▶ Problem details
Every line of the records below that has the word "Spot" should be copied.

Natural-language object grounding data

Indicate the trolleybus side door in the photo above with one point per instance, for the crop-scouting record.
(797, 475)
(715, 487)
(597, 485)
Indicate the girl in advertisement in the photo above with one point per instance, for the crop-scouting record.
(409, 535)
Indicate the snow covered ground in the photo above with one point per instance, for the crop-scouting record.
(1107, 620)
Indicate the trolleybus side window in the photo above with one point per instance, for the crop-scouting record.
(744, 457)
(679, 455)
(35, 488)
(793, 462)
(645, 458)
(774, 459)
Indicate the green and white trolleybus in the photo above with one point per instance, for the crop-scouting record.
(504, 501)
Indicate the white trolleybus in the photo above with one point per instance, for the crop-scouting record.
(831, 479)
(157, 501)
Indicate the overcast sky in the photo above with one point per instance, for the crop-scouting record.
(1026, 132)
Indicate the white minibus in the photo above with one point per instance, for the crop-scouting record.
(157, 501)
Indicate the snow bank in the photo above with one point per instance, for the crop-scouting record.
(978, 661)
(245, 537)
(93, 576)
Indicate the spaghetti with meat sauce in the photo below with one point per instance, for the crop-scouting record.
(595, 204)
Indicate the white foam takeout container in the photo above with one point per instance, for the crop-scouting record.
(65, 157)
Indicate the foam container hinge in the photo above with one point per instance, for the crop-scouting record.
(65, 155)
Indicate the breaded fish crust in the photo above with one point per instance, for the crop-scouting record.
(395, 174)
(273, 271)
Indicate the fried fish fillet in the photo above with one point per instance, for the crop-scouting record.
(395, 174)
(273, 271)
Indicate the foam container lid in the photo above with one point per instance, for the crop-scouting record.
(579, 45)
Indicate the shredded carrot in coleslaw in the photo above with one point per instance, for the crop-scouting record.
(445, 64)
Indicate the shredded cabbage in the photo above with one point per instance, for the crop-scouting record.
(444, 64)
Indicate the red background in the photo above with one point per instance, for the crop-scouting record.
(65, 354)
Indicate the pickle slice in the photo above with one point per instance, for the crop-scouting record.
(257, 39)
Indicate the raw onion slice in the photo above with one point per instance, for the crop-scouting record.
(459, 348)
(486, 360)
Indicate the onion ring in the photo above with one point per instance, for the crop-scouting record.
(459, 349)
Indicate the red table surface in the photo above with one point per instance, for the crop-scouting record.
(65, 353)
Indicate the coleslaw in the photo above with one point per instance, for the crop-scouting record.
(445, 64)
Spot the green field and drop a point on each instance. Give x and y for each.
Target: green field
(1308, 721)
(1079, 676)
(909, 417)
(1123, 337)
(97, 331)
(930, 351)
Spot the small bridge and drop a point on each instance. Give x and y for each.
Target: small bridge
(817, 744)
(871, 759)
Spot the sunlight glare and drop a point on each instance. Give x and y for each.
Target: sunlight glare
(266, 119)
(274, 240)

▶ Finished task
Spot the green field and drop a point on each instance. Give x and y for each.
Spot the small bridge and drop a point on each instance. Give x and y for each.
Spot the sunlight glare and drop a point on each instance. Give x and y for each.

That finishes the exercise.